PASSAGE GIVEN:
<<<<
In Table 1, 'A' is a balanced, healthy, productive soil being Ca 68%, Mg 12%, K 2-5%, & Na>1.5%*. As discussed previously, this balance was identified after intensive research based on analysing soils that were naturally productive and healthy, and comparing them with un-productive soils. Notice that Calcium is the major Cation in a healthy soil. Calcium promotes good crumb structure in soil and is important for numerous other soil processes.

When Hydrogen occupies 12% of the CEC [Cation Exchange Capacity], soil pH is 6.2. If the soil fertility balance of soil 'A' is changed by replacing Calcium with Magnesium on 20% of the CEC, the result is soil 'B' with High Magnesium levels. This type of black soil is tight/hard when dry, and sticky when wet. This is a medium productivity soil that is difficult to manage. The Hydrogen % is unchanged so soil pH is still 6.2, but the soil is deficient in Calcium and needs Lime.

Removing Magnesium from 20% of the CEC of soil 'B' and replacing it with Sodium. The results in soil 'C', which is an unproductive saline soil. Note that all three soils have the same 6.2 pH!

The decision as to how much Lime/Dolomite to be applied is calculated by subtracting the Calcium value found on the soil audit from the desired Calcium value [68%] according to the TEC. This ensures that light sandy soils do not get over limed and heavy soil can be budgeted to receive applications over a number of years. This same technique is also used for costly trace elements and can save hundreds of dollars on wasted fertiliser.
>>>>
SUPPLIED RECORDS:
<<<<
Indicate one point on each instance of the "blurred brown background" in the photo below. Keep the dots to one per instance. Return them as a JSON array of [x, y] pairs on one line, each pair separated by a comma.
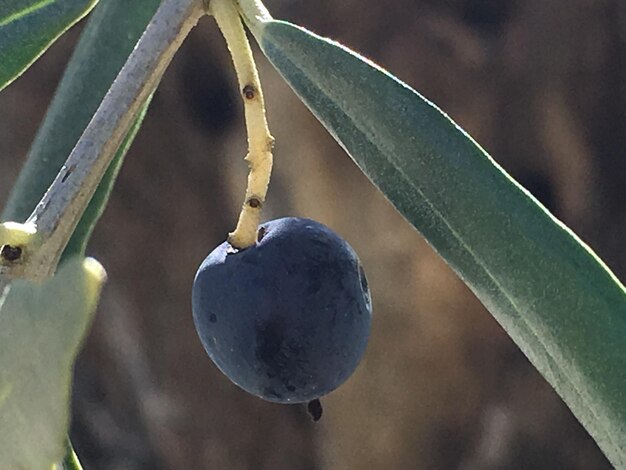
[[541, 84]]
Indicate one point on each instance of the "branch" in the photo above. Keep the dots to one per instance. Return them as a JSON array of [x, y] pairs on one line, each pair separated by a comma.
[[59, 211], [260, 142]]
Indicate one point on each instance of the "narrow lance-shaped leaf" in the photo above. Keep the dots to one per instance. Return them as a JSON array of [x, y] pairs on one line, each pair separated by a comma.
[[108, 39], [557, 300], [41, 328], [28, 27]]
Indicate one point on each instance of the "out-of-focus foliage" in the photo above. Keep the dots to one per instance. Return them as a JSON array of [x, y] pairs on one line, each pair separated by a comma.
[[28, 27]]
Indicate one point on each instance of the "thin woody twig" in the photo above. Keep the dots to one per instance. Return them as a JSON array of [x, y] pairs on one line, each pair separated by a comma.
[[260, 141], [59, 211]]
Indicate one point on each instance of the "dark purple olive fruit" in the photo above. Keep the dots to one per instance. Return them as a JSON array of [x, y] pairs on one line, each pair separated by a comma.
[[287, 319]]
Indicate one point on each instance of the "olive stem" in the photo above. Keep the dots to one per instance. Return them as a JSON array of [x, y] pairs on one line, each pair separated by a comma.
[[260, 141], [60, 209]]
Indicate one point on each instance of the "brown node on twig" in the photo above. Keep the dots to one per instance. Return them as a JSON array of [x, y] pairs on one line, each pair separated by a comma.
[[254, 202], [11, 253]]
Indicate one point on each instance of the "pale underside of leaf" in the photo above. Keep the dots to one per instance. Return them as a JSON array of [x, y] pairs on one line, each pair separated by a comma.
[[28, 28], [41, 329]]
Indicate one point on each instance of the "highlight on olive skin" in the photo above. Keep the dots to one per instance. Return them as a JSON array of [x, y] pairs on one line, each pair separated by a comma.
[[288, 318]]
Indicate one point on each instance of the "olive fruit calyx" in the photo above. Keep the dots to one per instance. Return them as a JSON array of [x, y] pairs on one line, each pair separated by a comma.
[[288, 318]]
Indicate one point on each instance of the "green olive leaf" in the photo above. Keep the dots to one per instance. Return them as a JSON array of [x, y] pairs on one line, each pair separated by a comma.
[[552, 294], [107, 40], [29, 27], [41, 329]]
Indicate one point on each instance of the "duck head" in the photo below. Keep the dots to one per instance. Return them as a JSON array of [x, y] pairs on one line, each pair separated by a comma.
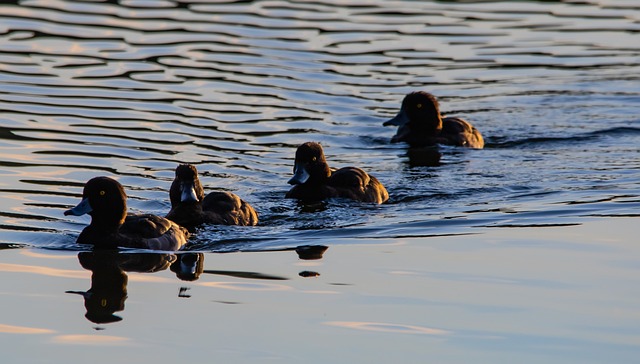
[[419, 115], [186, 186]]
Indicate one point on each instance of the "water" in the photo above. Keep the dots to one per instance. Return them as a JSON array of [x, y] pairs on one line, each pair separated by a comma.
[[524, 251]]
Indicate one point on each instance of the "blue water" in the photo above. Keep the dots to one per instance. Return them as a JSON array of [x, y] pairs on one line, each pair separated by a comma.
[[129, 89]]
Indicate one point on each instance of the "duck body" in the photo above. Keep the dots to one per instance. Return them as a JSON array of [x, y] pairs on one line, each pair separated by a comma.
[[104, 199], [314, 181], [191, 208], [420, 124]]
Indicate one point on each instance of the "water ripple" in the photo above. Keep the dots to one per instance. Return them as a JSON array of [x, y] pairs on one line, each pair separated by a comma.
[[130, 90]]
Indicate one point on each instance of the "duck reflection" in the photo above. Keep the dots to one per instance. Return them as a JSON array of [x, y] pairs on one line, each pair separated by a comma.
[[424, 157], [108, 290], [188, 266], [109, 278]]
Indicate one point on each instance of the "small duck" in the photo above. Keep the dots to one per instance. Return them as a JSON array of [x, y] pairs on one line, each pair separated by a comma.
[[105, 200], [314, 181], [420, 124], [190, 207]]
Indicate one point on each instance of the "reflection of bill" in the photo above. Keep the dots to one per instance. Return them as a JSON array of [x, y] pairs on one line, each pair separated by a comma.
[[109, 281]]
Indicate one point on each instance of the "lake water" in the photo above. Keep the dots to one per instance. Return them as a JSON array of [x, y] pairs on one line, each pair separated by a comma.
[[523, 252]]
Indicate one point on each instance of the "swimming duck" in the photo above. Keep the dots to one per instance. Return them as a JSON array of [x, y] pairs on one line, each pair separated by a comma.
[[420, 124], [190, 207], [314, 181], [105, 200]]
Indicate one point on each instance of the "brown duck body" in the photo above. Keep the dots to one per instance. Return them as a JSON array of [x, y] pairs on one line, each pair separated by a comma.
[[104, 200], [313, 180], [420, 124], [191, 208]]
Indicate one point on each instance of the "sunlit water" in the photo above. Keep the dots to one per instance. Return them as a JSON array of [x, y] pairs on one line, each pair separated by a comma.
>>>>
WORK TO DO:
**A.** Name each soil that the soil passage labels with a letter, and give the short description it attaches to each one.
**B.** In the soil passage, what is the soil pH when Hydrogen occupies 12% of the CEC?
**C.** Reproduce the soil passage starting at the words "In Table 1, 'A'" and stopping after "other soil processes.".

ANSWERS:
**A.**
- Soil 'A': a balanced, healthy, productive soil
- Soil 'B': a high-magnesium, medium-productivity soil that is difficult to manage
- Soil 'C': an unproductive saline soil

**B.** 6.2

**C.**
In Table 1, 'A' is a balanced, healthy, productive soil being Ca 68%, Mg 12%, K 2-5%, & Na>1.5%*. As discussed previously, this balance was identified after intensive research based on analysing soils that were naturally productive and healthy, and comparing them with un-productive soils. Notice that Calcium is the major Cation in a healthy soil. Calcium promotes good crumb structure in soil and is important for numerous other soil processes.